**INSTRUCTIONS FOR THE TASK**
Repeat every entry exactly. Leave nothing out.

Start of EXTRACTED INFORMATION

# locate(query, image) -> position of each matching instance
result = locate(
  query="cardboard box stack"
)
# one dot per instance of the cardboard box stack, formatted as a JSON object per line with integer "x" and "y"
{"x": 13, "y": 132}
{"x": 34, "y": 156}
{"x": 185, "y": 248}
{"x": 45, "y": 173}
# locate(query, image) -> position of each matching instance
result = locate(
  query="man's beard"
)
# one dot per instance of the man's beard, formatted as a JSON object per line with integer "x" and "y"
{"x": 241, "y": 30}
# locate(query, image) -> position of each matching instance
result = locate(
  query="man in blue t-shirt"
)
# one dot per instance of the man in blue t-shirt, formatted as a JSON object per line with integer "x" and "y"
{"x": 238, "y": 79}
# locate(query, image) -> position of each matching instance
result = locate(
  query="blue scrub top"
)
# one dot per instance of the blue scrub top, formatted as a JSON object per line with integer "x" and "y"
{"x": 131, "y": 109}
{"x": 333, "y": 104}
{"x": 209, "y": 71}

End of EXTRACTED INFORMATION

**YOUR RESPONSE**
# locate(query, image) -> position of each matching instance
result = locate(
  query="cardboard box stack"
)
# one dot per instance of the cardboard box stack, formatted as a JSON object per line with integer "x" and "y"
{"x": 13, "y": 132}
{"x": 34, "y": 156}
{"x": 185, "y": 248}
{"x": 45, "y": 173}
# locate(query, image) -> position of each matching instance
result = locate(
  query="man's beard"
)
# one dot per instance of the man's beard, formatted as a JSON object per line with integer "x" and "y"
{"x": 241, "y": 30}
# locate(query, image) -> position of each matching instance
result = locate(
  query="man in blue t-shirt"
)
# one dot per instance of the man in blue t-shirt, formatted as a JSON object per line with integer "x" and "y"
{"x": 238, "y": 79}
# locate(query, image) -> position of each matching instance
result = locate(
  query="blue scrub top"
)
# one dot per instance of the blue scrub top, formatted as a JSON object per line with integer "x" and "y"
{"x": 131, "y": 109}
{"x": 333, "y": 104}
{"x": 209, "y": 71}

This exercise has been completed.